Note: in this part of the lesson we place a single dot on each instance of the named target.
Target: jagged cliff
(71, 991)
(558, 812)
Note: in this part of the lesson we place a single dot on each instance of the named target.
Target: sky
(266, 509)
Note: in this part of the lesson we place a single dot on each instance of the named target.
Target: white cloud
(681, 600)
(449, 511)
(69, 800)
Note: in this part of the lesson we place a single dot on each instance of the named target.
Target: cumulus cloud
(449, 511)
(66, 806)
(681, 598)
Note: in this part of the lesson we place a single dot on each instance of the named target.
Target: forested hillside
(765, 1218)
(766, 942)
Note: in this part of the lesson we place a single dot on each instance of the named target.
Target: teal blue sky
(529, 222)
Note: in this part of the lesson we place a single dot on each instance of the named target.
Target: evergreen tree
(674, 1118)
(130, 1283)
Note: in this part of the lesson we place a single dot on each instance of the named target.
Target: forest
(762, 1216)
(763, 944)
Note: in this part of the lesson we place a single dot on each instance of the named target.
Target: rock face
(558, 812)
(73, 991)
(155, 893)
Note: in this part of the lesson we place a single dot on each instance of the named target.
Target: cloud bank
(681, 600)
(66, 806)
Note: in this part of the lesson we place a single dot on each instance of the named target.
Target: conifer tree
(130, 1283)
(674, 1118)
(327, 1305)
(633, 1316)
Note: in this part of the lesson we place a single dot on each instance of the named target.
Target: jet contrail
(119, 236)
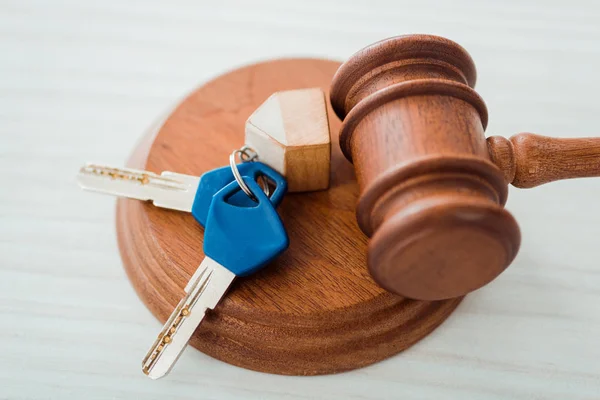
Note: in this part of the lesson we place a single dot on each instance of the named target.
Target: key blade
(168, 190)
(206, 288)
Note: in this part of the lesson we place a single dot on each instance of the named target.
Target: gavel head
(431, 199)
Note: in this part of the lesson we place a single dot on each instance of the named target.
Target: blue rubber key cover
(243, 239)
(213, 181)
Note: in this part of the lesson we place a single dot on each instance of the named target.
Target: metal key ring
(247, 154)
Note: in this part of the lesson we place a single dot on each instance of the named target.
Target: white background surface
(81, 80)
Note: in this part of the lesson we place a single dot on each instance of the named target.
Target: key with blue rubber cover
(177, 191)
(238, 241)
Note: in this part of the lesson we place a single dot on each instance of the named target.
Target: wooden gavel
(432, 187)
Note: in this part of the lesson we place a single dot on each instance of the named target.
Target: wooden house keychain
(289, 135)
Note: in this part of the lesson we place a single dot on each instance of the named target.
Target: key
(237, 242)
(177, 191)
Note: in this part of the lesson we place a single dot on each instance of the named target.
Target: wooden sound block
(315, 310)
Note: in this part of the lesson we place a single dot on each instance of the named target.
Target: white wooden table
(81, 80)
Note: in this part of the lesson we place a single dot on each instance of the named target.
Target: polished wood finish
(530, 160)
(290, 132)
(430, 197)
(432, 188)
(315, 310)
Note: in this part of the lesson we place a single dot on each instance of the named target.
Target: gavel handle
(530, 160)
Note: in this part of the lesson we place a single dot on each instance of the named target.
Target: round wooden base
(315, 310)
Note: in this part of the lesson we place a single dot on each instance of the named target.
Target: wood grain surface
(290, 132)
(82, 80)
(529, 160)
(314, 310)
(431, 198)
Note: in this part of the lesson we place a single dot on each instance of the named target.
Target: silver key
(167, 190)
(237, 241)
(204, 290)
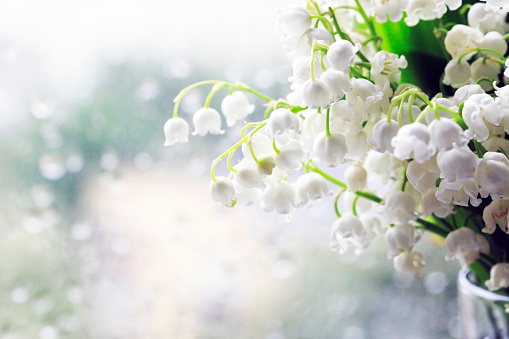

### Instructions for the task
Your copy should match every entry above exactly and contain no pictures.

### Solution for this task
Note: in this part of the lesson we place a single dot on each instance of the named target.
Target: jagged cliff
(71, 991)
(558, 812)
Note: in this part of the lesson we place a single dot on each instance of the named target.
Target: sky
(266, 509)
Note: in this part of the lesson we place a single dot on each instance of the named target.
Target: white cloud
(681, 600)
(449, 511)
(69, 800)
Note: in this part of the lesson we place a single dot on each instance of the named target.
Target: cumulus cloud
(449, 511)
(66, 806)
(681, 598)
Note: in this part of the lesson we place a single dot on each instance of the named target.
Target: forested hillside
(765, 1218)
(766, 942)
Note: in this part of the lesson we place a single dot on each instance of the named target.
Target: teal blue sky
(529, 222)
Note: in this part of the lesson we place a single dot on each instance of the named target.
Target: evergreen tree
(674, 1118)
(130, 1283)
Note: in this part of the lesson we place a single dot on each instance of the named target.
Target: forest
(762, 1216)
(763, 944)
Note: in this part of the lesson we place a single dot on each instance of the named target.
Target: rock face
(558, 812)
(73, 991)
(155, 893)
Note: in this part of the lesson we place a single dot on each instance of the named target.
Target: cloud bank
(681, 600)
(66, 806)
Note: in this part of the lesson we place a single dot on each instance of the named target.
Target: conifer tree
(130, 1283)
(674, 1118)
(327, 1305)
(633, 1316)
Note: in this part of the lesson we place a single dot on each instance of the named target.
Target: jet contrail
(119, 236)
Note: in this part of the lesson we place a single dot on each instance of the named target.
Target: key blade
(168, 190)
(206, 288)
Note: in this part of the lesson we place a single dot on each instance of the named target.
Target: gavel head
(431, 199)
Note: in this part of the lesson we place a single dot on each instance of the named target.
Target: blue rubber key cover
(243, 239)
(213, 181)
Note: in this part of the lesson we place a single dot on each instance of the named target.
Target: metal key ring
(247, 154)
Note: in this part of the lesson we place a single dot on each instance of the named target.
Target: white background surface
(81, 80)
Note: in this part of the lesson we place a single dot on each instance of the named target.
Target: key with blue rubber cover
(177, 191)
(238, 241)
Note: in this part of the lesson we place a single dot on each instance of the named target.
Target: wooden gavel
(432, 187)
Note: in this part of the lesson we place a single dot on each instance of the named target.
Target: wooden house keychain
(289, 135)
Note: in this part of the lesson we place a single dot on each instance of the named target.
Target: key
(237, 242)
(177, 191)
Note: in this part of the lesson we place a single dot on each instance of the named target.
Target: wooden sound block
(315, 310)
Note: in this part of the lesson we place a single dot on each instance of the named target.
Target: white wooden table
(81, 80)
Note: in this part of the lesson we place a single dot on each instance of the named target.
Target: polished wood finish
(530, 160)
(290, 132)
(430, 197)
(432, 188)
(315, 310)
Note: in this part of the lesson we place a single dot on each instance of the named target.
Target: gavel handle
(530, 160)
Note: in this part of the lesson we place a single dot on each instance of the named target.
Target: round wooden base
(315, 310)
Note: in this part of the lesson we place a single dot on each instance of the named target.
Target: wood grain surface
(290, 132)
(82, 80)
(529, 160)
(314, 310)
(431, 198)
Note: in this part of the lesson we place a single dot on each instance of the named target.
Target: silver key
(167, 190)
(237, 241)
(204, 290)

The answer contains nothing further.